- Lo que se pide -
Actualiza el pasaje del texto sobre ermitaños y predicadores que va desde "ERMITAÑOS Y PREDICADORES" hasta "inspiraron la reforma." y escríbelo completo con "grandes señores laicos" cambiado por "nobles poderosos".

- Fragmento de página -
ERMITAÑOS Y PREDICADORES
Las reformas introducidas por el papa Gregorio VII ante el inmediato cambio del milenio buscaban eliminar los abusos y vicios de una sociedad mediante una renovación espiritual para vivir conforme al Evangelio. Sin embargo, estos cambios chocaron con una realidad en la que los privilegios de obispos y grandes señores laicos aplastaron los ideales que inspiraron la reforma.
Como respuesta a esta situación, prevaleció el ideal del cristiano ejemplar, encarnado en la figura del hombre que se aleja de las riquezas materiales y las tentaciones para llevar una vida de ermitaño alejada de los núcleos urbanos. Apartados del mundo, muchos de ellos rechazaban la presencia de discípulos y seguidores. Pero este modo de vida no siempre significaba un sedentarismo ajeno a la difusión del Evangelio. Movidos por la inquietud, algunos de ellos decidieron difundir el mensaje que podía llevar a los creyentes a alcanzar la Jerusalén celeste.
Con su ejemplo, estos predicadores errantes oponían la pobreza en la que vivían a la riqueza de los príncipes de la Iglesia. En algunos casos, propagaron ideas que hoy calificaríamos de anarquistas y peligrosas. Un tal Tanchelm, definido por las crónicas como un personaje estrafalario, llevó su campaña de agitación por tierras de Flandes y definió a la Iglesia como un auténtico «burdel». Eudes de l’Étoile difundió su mensaje por Bretaña con lengua desatada, hasta el punto de presentarse como una encarnación de Cristo.
Hubo otros que llegaron aún más lejos, tal y como denunció Pedro el Venerable, noveno abad de Cluny, que en 1138 escribió un tratado que recogió los supuestos desmanes cometidos por estos predicadores nómadas. El texto, que debe ser entendido como una reacción contra el éxito del proselitismo de estos personajes, contenía relatos que hablaban de profanaciones de templos, quema de cruces e imágenes, agresiones a sacerdotes y ceremonias con bautismos multitudinarios que anulaban los sacramentos administrados por los representantes eclesiásticos.

- Material proporcionado -
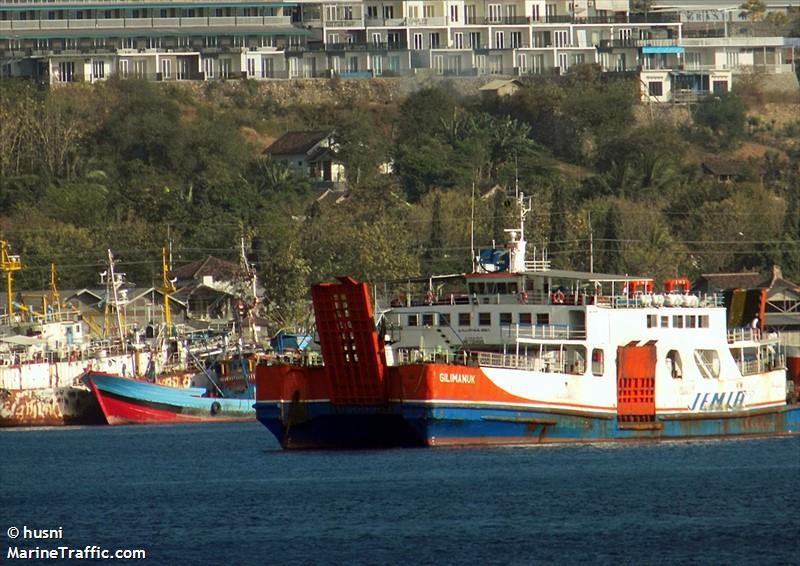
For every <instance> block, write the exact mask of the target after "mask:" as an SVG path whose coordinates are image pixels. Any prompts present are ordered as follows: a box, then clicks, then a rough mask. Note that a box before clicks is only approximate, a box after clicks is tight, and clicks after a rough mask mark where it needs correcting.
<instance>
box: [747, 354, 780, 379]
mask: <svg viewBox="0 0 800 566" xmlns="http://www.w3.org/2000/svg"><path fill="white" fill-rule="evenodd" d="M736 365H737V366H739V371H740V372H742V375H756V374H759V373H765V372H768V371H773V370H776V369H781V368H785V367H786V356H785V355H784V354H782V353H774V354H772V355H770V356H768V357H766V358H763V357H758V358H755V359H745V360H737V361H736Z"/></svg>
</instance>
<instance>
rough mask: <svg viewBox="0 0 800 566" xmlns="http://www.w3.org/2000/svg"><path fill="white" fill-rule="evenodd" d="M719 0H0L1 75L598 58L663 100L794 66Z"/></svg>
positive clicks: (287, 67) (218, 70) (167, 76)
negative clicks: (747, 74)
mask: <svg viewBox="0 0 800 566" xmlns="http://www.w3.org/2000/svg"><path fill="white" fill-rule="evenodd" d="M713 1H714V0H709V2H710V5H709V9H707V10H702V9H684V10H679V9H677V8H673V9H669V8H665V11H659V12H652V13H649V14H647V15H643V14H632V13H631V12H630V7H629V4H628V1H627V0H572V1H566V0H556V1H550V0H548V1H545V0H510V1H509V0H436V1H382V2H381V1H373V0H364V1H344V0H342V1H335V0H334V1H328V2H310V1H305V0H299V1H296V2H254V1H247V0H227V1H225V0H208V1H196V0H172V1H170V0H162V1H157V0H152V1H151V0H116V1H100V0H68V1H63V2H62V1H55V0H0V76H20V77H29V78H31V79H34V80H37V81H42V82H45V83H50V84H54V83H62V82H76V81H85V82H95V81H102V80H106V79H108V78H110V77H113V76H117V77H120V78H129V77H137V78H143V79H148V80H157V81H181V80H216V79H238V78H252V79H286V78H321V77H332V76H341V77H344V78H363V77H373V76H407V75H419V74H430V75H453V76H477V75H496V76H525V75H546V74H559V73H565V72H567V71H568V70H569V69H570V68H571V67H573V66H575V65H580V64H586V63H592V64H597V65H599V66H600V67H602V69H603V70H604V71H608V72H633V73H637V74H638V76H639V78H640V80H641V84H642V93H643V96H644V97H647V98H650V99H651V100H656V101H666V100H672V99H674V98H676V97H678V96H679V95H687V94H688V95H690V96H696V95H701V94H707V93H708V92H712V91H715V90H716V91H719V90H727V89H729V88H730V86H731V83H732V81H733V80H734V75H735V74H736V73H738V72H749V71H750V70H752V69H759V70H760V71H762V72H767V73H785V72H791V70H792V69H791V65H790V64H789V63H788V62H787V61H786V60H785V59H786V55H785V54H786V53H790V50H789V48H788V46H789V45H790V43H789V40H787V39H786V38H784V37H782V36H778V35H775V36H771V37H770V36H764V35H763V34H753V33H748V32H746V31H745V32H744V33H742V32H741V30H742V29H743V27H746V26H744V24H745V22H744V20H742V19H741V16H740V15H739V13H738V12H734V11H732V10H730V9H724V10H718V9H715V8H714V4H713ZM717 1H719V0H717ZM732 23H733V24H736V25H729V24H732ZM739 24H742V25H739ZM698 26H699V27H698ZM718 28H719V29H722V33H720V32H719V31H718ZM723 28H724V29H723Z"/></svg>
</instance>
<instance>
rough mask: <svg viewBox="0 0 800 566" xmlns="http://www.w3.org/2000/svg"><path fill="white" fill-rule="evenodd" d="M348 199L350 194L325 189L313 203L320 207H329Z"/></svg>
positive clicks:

- Resultado -
ERMITAÑOS Y PREDICADORES
Las reformas introducidas por el papa Gregorio VII ante el inmediato cambio del milenio buscaban eliminar los abusos y vicios de una sociedad mediante una renovación espiritual para vivir conforme al Evangelio. Sin embargo, estos cambios chocaron con una realidad en la que los privilegios de obispos y nobles poderosos aplastaron los ideales que inspiraron la reforma.